= Study material =
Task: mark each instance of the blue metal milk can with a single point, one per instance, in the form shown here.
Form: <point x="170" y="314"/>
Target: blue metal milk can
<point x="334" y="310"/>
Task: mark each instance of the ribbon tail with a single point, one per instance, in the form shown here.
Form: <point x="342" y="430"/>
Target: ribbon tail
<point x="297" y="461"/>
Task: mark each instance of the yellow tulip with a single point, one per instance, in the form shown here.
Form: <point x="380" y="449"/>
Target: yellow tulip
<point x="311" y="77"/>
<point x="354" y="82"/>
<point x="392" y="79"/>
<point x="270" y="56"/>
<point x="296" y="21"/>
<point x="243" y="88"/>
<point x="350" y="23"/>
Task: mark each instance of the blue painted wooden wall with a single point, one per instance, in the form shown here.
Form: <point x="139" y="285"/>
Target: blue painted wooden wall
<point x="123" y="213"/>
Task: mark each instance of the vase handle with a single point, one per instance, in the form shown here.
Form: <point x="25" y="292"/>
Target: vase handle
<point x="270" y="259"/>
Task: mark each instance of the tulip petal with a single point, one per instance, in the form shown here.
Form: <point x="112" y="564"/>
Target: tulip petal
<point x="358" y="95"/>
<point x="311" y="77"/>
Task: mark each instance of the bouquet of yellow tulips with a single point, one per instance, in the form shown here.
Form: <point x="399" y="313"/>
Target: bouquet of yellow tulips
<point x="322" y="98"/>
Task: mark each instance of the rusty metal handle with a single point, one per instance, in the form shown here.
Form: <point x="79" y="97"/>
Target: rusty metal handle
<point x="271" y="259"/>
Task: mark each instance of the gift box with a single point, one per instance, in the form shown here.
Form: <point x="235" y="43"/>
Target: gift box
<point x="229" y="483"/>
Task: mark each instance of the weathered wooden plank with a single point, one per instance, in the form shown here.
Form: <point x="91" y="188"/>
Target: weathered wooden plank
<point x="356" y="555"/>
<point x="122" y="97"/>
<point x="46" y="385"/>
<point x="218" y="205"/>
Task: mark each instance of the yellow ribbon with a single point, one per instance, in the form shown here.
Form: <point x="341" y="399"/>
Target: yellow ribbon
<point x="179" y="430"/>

= Exercise aim =
State the number of lines in the records that include the string "shown", without any other words.

= Solution to the problem =
11